▶ _Source document_:
Mutian Xu, Tianbao Zhang, Tianqi Liu, Zhaoxi Chen, Xiaoguang Han, Ziwei Liu

2026-03-18

Kinema4D: Kinematic 4D World Modeling for Spatiotemporal Embodied Simulation

Summary

This paper introduces Kinema4D, a new way to simulate how robots interact with the world using artificial intelligence. It focuses on creating realistic 4D (three dimensions of space plus time) simulations that allow for precise robot control and believable environmental reactions.

What's the problem?

Current robot simulation methods often fall short because they either operate in simplified 2D environments or rely on pre-set environmental responses. Real-world robot interactions are complex and happen over time – they’re 4D events – and require accurately modeling how the environment *reacts* to the robot’s actions. Existing simulators don't capture this dynamic, interactive element well, limiting their usefulness for training robots to operate in the real world.

What's the solution?

▶ _Problems and tasks_:
**a)** In the Kinema4D summary, copy everything from "This paper introduces" down to "the real world.".
**b)** Answer these questions using the Kinema4D summary:
(i) What date does it give?
(ii) What does "4D" stand for, according to it?
(iii) What are the two shortcomings of current robot simulation methods that it names?

▶ _Material shown_:
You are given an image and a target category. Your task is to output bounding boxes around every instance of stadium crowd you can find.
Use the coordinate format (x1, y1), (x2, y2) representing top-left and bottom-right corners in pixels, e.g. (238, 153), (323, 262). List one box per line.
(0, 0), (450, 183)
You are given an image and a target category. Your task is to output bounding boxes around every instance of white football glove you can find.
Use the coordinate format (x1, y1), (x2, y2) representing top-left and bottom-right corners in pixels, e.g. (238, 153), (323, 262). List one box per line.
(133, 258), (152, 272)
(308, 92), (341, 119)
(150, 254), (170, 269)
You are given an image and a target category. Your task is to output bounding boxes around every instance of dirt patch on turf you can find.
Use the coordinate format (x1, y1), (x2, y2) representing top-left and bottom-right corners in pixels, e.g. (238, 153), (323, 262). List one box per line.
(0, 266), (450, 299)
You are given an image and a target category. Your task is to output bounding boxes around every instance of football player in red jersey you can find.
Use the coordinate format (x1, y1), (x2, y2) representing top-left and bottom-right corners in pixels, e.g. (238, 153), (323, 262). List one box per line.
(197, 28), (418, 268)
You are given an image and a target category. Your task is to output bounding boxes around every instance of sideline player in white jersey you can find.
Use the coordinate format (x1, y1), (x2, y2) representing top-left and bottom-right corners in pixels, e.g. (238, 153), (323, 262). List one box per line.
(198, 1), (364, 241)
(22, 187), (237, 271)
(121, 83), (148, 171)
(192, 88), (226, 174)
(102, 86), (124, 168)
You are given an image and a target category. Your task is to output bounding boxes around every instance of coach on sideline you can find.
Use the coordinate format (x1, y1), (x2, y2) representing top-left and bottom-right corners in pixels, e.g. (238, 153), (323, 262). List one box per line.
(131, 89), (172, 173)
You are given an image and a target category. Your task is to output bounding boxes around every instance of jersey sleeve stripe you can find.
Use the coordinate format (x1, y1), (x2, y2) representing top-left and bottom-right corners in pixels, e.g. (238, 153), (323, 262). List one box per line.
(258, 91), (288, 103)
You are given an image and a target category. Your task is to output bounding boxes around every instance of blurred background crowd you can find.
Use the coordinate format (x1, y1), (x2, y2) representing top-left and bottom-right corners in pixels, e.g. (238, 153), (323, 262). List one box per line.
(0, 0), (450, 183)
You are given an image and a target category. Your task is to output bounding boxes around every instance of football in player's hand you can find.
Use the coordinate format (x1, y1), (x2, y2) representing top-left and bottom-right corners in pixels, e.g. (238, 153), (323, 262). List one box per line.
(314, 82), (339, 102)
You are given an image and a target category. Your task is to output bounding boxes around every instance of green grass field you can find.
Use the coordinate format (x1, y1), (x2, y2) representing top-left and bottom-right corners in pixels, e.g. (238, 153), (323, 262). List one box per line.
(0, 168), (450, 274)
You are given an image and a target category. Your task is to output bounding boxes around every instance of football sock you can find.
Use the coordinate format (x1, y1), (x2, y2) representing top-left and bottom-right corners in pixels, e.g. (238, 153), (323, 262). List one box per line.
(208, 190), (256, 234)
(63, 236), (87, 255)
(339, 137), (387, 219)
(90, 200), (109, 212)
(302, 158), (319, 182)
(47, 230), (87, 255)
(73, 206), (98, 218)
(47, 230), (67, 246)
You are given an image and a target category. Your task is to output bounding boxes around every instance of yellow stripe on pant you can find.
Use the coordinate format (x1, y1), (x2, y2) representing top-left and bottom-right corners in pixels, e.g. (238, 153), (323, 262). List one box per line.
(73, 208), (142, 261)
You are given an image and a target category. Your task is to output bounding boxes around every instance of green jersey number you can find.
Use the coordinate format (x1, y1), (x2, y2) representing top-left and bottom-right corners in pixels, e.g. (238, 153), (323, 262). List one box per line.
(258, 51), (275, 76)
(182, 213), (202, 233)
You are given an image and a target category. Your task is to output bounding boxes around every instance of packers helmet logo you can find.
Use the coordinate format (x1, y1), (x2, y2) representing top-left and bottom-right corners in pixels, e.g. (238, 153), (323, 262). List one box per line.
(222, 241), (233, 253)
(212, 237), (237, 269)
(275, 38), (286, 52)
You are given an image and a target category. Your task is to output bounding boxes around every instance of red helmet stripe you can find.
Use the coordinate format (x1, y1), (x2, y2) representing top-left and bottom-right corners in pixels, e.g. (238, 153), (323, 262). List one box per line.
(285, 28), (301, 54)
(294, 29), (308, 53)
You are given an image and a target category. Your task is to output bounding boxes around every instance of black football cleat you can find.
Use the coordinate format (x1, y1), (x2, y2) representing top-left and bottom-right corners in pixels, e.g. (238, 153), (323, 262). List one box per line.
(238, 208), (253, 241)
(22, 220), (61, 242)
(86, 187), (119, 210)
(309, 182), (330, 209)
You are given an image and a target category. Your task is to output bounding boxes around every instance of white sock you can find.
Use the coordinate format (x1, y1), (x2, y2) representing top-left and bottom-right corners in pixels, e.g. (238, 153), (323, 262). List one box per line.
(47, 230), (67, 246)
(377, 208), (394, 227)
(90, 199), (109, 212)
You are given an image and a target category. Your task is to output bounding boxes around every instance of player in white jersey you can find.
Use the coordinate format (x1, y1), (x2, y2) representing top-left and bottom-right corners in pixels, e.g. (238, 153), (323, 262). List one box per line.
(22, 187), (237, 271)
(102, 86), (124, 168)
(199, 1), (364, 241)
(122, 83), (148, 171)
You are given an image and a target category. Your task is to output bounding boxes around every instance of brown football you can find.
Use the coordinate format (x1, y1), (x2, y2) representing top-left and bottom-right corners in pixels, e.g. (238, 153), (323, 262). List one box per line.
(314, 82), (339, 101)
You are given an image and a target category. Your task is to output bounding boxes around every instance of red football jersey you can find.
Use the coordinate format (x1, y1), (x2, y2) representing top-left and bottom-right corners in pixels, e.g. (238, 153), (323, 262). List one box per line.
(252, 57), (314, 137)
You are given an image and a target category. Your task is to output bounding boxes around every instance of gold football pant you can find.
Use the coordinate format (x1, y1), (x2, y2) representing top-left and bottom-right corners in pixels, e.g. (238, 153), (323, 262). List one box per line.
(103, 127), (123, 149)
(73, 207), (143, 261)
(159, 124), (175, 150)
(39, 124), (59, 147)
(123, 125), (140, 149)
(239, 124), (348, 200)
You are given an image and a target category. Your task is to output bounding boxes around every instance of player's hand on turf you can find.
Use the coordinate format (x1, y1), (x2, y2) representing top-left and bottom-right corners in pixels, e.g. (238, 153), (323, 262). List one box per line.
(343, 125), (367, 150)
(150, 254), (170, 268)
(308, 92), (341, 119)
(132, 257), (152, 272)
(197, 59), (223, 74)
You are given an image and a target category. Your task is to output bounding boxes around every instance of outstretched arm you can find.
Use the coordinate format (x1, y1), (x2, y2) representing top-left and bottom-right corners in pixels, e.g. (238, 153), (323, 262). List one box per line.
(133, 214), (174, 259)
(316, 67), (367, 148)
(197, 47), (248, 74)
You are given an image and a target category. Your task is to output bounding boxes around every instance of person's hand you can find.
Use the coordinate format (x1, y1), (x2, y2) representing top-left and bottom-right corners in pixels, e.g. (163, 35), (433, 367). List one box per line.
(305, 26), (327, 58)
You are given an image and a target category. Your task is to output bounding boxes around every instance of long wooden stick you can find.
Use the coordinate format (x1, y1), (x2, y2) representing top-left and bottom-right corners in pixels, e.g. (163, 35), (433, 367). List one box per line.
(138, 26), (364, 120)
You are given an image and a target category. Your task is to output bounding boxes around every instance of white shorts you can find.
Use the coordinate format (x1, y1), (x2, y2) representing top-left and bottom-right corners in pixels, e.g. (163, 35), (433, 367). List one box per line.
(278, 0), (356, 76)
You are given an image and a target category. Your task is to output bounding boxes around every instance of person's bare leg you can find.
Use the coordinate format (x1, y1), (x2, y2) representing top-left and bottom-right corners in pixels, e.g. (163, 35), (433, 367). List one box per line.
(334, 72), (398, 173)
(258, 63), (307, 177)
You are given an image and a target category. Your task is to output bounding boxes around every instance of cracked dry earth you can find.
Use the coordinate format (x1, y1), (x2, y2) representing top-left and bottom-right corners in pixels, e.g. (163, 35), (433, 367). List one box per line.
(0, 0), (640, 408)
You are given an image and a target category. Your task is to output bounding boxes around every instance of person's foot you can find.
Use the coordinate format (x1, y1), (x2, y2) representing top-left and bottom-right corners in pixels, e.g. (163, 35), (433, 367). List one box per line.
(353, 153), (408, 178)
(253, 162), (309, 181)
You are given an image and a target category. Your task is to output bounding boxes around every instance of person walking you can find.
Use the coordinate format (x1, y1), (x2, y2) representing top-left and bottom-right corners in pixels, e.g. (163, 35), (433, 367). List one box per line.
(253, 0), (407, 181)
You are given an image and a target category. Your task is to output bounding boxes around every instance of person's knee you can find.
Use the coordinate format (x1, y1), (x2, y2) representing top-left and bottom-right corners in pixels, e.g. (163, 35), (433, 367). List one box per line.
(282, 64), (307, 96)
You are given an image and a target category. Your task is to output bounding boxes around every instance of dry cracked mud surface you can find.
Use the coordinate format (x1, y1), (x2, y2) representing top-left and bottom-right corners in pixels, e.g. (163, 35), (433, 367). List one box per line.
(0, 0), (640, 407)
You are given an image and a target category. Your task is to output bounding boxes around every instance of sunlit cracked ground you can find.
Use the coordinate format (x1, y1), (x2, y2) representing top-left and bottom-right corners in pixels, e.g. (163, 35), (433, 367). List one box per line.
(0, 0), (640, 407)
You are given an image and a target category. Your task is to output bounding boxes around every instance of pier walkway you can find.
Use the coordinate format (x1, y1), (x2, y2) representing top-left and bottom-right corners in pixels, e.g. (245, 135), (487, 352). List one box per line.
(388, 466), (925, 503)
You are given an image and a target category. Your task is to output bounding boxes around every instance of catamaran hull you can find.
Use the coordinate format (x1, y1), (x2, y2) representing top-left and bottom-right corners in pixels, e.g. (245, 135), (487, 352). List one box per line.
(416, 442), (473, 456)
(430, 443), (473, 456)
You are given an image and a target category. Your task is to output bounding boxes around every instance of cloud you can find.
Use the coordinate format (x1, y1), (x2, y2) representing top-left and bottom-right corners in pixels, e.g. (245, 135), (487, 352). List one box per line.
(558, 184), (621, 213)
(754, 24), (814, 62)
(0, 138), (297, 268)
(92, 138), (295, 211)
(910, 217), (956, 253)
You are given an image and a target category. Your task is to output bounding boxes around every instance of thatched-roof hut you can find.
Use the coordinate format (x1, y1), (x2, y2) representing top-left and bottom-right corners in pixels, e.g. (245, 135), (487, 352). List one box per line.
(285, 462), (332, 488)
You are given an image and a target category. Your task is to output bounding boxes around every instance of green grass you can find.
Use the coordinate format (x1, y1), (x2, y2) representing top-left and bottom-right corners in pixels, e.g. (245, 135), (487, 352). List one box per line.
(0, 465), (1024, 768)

▶ _Answers for the exercise_:
**a)**
This paper introduces Kinema4D, a new way to simulate how robots interact with the world using artificial intelligence. It focuses on creating realistic 4D (three dimensions of space plus time) simulations that allow for precise robot control and believable environmental reactions.

What's the problem?

Current robot simulation methods often fall short because they either operate in simplified 2D environments or rely on pre-set environmental responses. Real-world robot interactions are complex and happen over time – they’re 4D events – and require accurately modeling how the environment *reacts* to the robot’s actions. Existing simulators don't capture this dynamic, interactive element well, limiting their usefulness for training robots to operate in the real world.

**b)**
(i) 2026-03-18
(ii) Three dimensions of space plus time.
(iii) They either operate in simplified 2D environments or rely on pre-set environmental responses.